Exercise description:
Below are the records to transcribe exactly; do not include any images.

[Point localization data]
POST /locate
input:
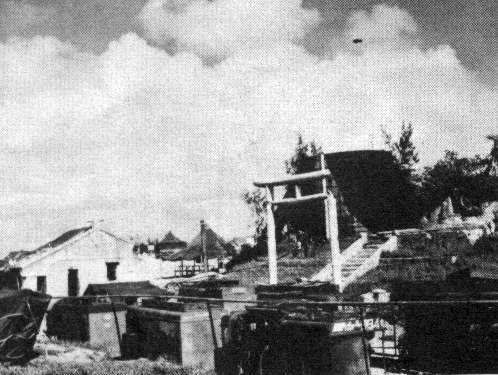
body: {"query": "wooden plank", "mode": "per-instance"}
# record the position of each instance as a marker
(293, 179)
(272, 244)
(304, 198)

Exercise answer:
POST /locate
input:
body: {"query": "wooden plank", "mode": "per-instance"}
# record the position of each instance as a marker
(293, 179)
(272, 244)
(304, 198)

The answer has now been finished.